- **PROBLEM SET**:
1/ According to the guitar forum thread, which colors does the solidbody 277 come in?
2/ Print the guitar forum thread from "## AngstRiddenDreams (Nov" up to and including "the SE line.", with no changes.

START TEXT PASSAGE

So it WAS true. Holy ....ing ...., this makes me so ....ing happy! 

EDIT: There's a couple of things that bum me out, though. The fact the 277 Semihollow only comes with P90s (the Breaking Benjamin fanboy in me would have went ....ing ballistic if it had humbuckers), and the solidbody only comes in red and sunburst.  I would have liked the trans black on the solidbody.


----------



## AngstRiddenDreams (Nov 10, 2015)

I love my Custom 24 SE but it might be sold for the semi hollow. Dam you PRS. 
If this had the vintage tremolo I would cum


----------



## Riffer (Nov 10, 2015)

Glad you guys are digging the 277s!!! They both sound incredible. I'm in the beginning and end of the solid body 277 video just riffing around. Both 277s are probably my favorite guitar at the moment of the SE line. 







> =HeHasTheJazzHands;4473878]So it WAS true. Holy ....ing ...., this makes me so ....ing happy!
> 
> EDIT: There's a couple of things that bum me out, though. The fact the 277 Semihollow only comes with P90s (the Breaking Benjamin fanboy in me would have went ....ing ballistic if it had humbuckers), and the solidbody only comes in red and sunburst.  I would have liked the trans black on the solidbody.


You can always put EMG soapbars in it if you don't want the P90 sound.


----------



## HeHasTheJazzHands (Nov 10, 2015)

That's a good point. And Lace has some mini humbucker Drop N' Gains.

Are these going to be the same price as the Mushok, or more expensive?


----------



## Riffer (Nov 10, 2015)

HeHasTheJazzHands said:


> That's a good point. And Lace has some mini humbucker Drop N' Gains.
> 
> Are these going to be the same price as the Mushok, or more expensive?



I don't know the answer to that unfortunately. A local dealer should be able to answer that once they have some I believe.


----------



## JoeGragg (Nov 10, 2015)

very nice guitar


----------



## A-Branger (Nov 10, 2015)

nice guitar, just wish PRS SE would stop making all the rings and pups in cream color and start doing them in white like a normal PRS. That would look sooo much better. Awesome guitar


----------



## HeHasTheJazzHands (Nov 10, 2015)

Pretty sure the core PRS guitars are cream as well, just not as extreme as the SEs.


----------



## austink (Nov 10, 2015)

These look killer, the hollow one really has me interested.


----------



## itll_be_ok (Nov 10, 2015)

It looks like SE 277 has almost the same specs as Mushok signature. Seems that the only differences are birds inlays, rosewood fretboard and slightly arched top. Which is cool for me because i couldn't stand the flat top on my SE Mushok.
I think that sunburst one looks nice.


----------



## Riffer (Nov 10, 2015)

itll_be_ok said:


> It looks like SE 277 has almost the same specs as Mushok signature. Seems that the only differences are birds inlays, rosewood fretboard and slightly arched top. Which is cool for me because i couldn't stand the flat top on my SE Mushok.
> I think that sunburst one looks nice.

END TEXT PASSAGE
START STORED DATA

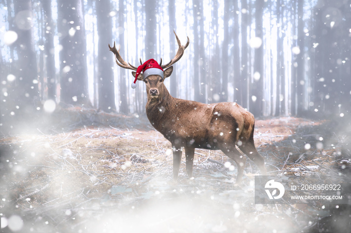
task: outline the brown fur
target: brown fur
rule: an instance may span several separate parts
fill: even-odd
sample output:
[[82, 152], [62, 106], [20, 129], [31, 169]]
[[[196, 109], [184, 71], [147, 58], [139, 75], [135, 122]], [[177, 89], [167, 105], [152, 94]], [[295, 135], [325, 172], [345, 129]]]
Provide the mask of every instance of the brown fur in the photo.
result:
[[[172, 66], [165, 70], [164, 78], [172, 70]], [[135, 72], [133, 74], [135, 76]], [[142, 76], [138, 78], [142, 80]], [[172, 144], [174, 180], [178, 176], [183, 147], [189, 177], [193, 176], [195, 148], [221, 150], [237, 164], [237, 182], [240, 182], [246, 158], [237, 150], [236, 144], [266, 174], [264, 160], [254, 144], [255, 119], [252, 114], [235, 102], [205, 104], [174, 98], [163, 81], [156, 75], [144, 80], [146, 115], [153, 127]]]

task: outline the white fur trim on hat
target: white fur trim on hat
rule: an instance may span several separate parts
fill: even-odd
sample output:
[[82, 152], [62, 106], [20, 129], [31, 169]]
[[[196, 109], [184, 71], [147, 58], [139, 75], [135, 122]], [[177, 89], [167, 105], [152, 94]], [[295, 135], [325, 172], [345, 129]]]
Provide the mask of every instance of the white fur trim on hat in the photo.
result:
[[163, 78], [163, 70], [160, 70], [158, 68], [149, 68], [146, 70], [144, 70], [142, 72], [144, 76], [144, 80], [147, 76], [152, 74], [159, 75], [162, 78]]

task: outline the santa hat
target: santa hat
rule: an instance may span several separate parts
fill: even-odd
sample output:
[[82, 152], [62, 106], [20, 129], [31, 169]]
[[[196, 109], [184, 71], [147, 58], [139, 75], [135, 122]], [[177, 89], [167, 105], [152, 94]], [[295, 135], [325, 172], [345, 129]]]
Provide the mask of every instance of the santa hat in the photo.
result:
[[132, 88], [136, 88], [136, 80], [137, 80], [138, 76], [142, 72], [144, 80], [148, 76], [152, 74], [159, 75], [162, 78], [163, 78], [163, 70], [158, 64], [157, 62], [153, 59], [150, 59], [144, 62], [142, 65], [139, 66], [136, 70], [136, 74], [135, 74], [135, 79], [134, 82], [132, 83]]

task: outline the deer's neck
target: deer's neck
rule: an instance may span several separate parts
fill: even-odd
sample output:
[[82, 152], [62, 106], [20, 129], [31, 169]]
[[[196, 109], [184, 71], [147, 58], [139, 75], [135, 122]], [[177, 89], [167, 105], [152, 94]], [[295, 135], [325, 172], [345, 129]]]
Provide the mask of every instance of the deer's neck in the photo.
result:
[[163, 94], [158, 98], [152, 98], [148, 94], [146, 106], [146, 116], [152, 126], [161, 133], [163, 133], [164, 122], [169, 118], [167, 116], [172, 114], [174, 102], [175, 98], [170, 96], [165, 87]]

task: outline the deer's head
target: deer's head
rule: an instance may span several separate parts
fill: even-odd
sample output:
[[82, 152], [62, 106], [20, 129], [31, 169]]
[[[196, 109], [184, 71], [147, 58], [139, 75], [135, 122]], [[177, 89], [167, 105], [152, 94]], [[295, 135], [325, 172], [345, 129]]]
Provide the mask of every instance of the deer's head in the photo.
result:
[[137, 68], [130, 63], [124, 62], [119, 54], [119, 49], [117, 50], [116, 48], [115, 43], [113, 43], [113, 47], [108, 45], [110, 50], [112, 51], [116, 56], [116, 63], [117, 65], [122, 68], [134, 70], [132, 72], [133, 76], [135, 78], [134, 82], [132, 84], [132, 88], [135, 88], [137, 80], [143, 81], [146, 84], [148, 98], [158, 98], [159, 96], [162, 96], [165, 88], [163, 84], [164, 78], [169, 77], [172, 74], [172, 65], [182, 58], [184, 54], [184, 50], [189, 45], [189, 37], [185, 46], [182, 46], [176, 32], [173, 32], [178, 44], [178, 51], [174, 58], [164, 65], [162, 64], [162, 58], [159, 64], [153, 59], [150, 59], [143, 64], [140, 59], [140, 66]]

END STORED DATA
START STORED DATA

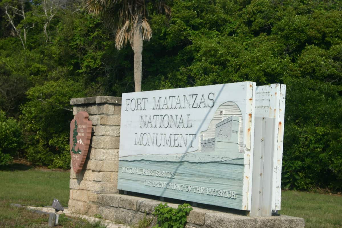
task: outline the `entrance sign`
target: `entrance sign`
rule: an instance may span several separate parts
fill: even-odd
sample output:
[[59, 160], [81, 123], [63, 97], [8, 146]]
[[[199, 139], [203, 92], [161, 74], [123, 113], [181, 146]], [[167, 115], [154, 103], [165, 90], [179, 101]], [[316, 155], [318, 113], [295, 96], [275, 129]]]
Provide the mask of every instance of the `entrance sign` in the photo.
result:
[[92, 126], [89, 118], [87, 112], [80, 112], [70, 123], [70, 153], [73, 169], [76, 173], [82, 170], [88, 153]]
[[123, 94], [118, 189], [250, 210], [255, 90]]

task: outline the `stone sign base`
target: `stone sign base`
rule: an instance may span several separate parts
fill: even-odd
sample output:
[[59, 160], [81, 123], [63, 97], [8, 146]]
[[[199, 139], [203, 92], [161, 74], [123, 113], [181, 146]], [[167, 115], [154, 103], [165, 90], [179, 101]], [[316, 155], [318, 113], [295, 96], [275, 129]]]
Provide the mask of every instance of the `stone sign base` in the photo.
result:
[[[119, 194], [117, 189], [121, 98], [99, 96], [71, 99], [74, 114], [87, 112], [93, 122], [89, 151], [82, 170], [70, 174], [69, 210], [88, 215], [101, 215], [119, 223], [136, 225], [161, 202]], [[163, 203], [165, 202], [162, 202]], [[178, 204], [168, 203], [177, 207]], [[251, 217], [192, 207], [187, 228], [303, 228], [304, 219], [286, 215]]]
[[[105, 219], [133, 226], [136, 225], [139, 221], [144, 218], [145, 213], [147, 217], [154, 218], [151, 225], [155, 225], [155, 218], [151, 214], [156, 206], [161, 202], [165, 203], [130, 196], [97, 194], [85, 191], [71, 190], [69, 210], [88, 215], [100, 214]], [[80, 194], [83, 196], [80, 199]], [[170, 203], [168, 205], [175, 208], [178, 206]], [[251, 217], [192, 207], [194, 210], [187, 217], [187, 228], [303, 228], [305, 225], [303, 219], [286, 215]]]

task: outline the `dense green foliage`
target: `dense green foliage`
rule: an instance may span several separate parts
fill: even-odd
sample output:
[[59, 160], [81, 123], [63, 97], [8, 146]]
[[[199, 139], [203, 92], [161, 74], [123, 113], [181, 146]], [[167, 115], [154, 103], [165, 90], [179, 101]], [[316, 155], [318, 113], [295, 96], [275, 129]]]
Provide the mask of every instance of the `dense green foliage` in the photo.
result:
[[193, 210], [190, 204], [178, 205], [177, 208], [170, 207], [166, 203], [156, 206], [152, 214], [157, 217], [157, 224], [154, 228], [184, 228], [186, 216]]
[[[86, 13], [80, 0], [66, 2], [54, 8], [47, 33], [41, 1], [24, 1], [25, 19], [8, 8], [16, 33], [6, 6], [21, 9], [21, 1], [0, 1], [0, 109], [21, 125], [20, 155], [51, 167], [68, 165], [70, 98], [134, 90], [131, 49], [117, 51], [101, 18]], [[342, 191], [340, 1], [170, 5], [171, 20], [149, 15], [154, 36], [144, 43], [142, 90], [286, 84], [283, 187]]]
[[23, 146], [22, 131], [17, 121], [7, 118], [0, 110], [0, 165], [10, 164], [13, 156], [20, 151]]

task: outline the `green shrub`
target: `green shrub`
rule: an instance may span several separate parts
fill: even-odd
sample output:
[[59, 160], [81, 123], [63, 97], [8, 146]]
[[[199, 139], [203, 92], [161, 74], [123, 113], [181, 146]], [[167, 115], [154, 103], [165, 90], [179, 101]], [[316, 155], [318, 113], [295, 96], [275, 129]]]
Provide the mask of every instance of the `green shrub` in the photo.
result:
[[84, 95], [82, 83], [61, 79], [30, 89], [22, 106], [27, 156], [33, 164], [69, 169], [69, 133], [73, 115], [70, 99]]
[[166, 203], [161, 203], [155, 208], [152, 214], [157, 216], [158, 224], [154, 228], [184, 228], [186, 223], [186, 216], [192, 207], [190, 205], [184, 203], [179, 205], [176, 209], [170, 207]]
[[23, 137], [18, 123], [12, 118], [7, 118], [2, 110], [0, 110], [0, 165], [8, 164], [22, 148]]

END STORED DATA

- **TASK-BY-TASK SOLUTIONS**:
1/ Red and sunburst.

2/
## AngstRiddenDreams (Nov 10, 2015)

I love my Custom 24 SE but it might be sold for the semi hollow. Dam you PRS. 
If this had the vintage tremolo I would cum


----------



## Riffer (Nov 10, 2015)

Glad you guys are digging the 277s!!! They both sound incredible. I'm in the beginning and end of the solid body 277 video just riffing around. Both 277s are probably my favorite guitar at the moment of the SE line.